Exercise description> Please copy everything from the start of the data down to the line holding "406;222;588;401", swapping "bare tree" for "leafless tree" and keeping the rest unchanged.

* begin Records for the task *

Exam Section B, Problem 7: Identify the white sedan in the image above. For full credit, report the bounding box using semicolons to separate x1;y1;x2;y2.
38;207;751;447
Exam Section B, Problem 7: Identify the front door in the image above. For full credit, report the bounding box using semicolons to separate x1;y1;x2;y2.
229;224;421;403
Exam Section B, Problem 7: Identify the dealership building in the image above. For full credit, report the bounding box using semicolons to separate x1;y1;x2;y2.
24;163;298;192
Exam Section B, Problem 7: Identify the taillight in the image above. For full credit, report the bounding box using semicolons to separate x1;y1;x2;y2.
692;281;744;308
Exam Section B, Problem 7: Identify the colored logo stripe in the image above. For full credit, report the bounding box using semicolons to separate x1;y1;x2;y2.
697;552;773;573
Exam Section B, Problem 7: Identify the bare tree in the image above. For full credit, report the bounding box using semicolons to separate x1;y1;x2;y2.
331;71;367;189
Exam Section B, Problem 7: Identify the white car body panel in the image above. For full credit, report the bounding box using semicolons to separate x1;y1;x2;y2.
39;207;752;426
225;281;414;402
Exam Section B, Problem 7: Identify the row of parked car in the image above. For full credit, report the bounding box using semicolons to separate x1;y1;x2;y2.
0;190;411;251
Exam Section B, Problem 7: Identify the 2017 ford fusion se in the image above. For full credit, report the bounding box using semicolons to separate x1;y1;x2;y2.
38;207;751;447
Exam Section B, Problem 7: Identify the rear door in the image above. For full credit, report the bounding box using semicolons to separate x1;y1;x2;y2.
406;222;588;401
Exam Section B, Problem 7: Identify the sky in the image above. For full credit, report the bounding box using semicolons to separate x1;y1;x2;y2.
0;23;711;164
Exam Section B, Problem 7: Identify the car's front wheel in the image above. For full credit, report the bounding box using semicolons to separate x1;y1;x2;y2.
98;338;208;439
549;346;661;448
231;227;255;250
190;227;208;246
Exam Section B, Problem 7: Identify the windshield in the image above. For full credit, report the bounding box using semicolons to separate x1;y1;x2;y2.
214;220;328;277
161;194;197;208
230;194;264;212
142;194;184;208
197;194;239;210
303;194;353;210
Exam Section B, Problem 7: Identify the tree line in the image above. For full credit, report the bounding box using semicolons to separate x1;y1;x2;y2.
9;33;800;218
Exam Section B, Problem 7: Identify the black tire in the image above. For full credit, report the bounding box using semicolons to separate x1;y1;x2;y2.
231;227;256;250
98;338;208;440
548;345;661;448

* end Records for the task *

Answer to this task>
Exam Section B, Problem 7: Identify the white sedan in the image above. For full credit, report the bounding box using semicolons to separate x1;y1;x2;y2.
38;207;751;447
Exam Section B, Problem 7: Identify the front door in the image above. For full credit, report the bounding box using semicolons to separate x1;y1;x2;y2.
229;224;421;403
Exam Section B, Problem 7: Identify the dealership building in the image above. For full credit, report the bounding box using semicolons to separate x1;y1;x2;y2.
24;163;298;192
Exam Section B, Problem 7: Identify the taillight in the image above. For full credit, report the bounding box using semicolons to separate x1;y1;x2;y2.
692;281;744;308
Exam Section B, Problem 7: Identify the colored logo stripe in the image above. For full credit, report the bounding box using semicolons to separate x1;y1;x2;y2.
697;552;773;573
Exam Section B, Problem 7: Identify the leafless tree in the image above. For full credit, report the bounding box using semicolons to separate x1;y1;x2;y2.
331;71;367;189
Exam Section B, Problem 7: Identify the white car body panel in the image above. For full credit, report the bounding box using semicolons to separate x1;y1;x2;y2.
39;207;752;426
225;281;414;402
Exam Section B, Problem 7: Identify the row of parked car in the image above. For full credit, report the bounding box using semicolons to separate x1;y1;x2;y2.
0;190;411;251
Exam Section B, Problem 7: Identify the 2017 ford fusion se in the image above. For full credit, report the bounding box using semicolons to separate x1;y1;x2;y2.
38;207;751;447
Exam Section B, Problem 7: Identify the rear door in the image above. For full credit, report the bounding box using semicolons to separate x1;y1;x2;y2.
406;222;588;401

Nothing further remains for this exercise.